Nikolaj Gogol’, nato nel 1809 vicino a Poltava, in Ucraina, nel romanzo breve Taras Bul’ba narra le epiche imprese dei cosacchi, impegnati sino alla morte nella lotta contro polacchi, ebrei e musulmani ma nello stesso tempo descrive in toni mitologici, edenici la steppa da loro attraversata, che si distendeva fino al Mar Nero, “come un oceano verde-oro, in cui sprizzavano milioni di fiori variopinti… Sospesi nel cielo stavano gli sparvieri, con le ali spiegate e gli occhi immobili, fissi nell’erba… Talora il cielo notturno in varie parti era rischiarato da un lontano fulgore rossastro, da un incendio di canne secche nei prati…”. Taras finirà catturato dai polacchi e verrà bruciato vivo, legato a un albero. E Gogol’ gli attribuirà così una fine mitica, con quello speciale legame tra morte gloriosa e dimensione divina che discende dagli eroi greci dell’Iliade omerica: “Ci sarà un tempo in cui imparerete a conoscere che cosa è la religione russa ortodossa! Già fin d’ora lo sentono le nazioni lontane e vicine: sorgerà dalla terra russa il suo zar, e non ci sarà al mondo una forza che non si umilii dinanzi a lui!”.

___

Consegna |
Traduci in inglese la seguente frase del brano su Gogol’ e Taras Bul’ba riportato sopra: "Taras finirà catturato dai polacchi e verrà bruciato vivo, legato a un albero."

Voci elencate in un insieme di dati
___

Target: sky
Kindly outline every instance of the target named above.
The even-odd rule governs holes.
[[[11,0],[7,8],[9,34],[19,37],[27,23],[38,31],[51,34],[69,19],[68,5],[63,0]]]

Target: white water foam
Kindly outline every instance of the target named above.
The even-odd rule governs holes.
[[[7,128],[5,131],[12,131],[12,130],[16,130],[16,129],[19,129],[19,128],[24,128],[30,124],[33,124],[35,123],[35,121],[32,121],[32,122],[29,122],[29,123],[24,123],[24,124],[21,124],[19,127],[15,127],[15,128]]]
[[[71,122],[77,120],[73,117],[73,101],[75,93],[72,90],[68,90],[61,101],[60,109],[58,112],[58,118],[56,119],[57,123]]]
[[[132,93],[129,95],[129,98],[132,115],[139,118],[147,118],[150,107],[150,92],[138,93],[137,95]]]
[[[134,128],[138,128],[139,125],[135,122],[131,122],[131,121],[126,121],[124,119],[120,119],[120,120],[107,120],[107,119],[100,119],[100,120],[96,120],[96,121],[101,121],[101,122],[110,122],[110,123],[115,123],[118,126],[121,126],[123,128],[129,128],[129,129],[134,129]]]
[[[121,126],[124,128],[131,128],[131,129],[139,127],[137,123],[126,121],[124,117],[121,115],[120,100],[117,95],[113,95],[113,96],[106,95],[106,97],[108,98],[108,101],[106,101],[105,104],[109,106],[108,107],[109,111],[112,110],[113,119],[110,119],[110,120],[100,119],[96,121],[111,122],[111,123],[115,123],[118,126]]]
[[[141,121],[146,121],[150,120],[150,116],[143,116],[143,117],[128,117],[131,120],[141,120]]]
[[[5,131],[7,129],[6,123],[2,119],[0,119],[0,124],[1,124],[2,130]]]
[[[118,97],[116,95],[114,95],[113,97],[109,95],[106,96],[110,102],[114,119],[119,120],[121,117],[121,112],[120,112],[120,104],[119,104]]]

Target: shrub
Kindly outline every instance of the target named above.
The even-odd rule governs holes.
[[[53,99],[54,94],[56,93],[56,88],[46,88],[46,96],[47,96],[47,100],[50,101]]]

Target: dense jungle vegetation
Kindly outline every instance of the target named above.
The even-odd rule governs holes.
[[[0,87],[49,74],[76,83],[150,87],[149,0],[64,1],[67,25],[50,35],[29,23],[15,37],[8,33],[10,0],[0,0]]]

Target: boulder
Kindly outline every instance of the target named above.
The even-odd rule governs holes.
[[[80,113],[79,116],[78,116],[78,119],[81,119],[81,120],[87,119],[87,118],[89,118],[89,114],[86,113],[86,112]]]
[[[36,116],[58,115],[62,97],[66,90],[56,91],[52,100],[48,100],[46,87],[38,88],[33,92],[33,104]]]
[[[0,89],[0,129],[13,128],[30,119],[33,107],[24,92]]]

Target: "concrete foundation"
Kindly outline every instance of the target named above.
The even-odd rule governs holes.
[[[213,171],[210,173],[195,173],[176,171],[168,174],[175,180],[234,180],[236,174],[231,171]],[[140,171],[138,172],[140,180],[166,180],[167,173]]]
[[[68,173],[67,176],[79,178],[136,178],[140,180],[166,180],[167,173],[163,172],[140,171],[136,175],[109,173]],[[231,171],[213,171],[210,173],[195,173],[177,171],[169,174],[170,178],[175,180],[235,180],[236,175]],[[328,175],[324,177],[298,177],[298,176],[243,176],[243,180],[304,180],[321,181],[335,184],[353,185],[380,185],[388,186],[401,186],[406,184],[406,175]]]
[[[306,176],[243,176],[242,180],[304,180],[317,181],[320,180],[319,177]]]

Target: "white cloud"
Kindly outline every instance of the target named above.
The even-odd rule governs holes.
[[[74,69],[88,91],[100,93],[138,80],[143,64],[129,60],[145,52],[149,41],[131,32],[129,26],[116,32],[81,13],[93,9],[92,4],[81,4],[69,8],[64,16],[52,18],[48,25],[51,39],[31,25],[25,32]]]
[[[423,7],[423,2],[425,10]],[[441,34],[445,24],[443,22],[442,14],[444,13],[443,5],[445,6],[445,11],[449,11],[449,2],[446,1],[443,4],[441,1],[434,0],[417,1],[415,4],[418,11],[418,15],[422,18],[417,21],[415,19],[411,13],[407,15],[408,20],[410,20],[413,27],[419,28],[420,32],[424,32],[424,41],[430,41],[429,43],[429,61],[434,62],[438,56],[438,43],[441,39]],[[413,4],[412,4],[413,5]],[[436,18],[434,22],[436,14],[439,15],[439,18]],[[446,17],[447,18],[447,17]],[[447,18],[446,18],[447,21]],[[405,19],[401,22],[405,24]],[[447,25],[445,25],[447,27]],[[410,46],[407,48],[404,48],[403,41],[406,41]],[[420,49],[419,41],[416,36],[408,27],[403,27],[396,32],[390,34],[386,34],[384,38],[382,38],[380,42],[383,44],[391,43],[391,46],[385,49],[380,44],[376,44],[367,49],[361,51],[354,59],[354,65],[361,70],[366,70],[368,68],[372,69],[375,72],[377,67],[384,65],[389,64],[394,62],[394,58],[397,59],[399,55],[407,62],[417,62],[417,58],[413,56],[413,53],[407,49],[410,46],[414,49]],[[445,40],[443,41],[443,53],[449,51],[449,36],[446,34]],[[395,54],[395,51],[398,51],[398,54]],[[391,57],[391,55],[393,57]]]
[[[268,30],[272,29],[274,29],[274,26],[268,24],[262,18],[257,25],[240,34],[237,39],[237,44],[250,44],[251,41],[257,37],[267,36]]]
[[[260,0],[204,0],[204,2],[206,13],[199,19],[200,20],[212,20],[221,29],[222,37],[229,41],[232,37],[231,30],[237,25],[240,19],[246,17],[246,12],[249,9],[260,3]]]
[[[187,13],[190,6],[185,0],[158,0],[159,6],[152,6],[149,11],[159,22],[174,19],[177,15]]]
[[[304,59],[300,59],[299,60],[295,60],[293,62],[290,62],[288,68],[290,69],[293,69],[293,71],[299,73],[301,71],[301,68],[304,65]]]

___

Risposta |
Taras will end up captured by the Poles and will be burned alive, tied to a tree.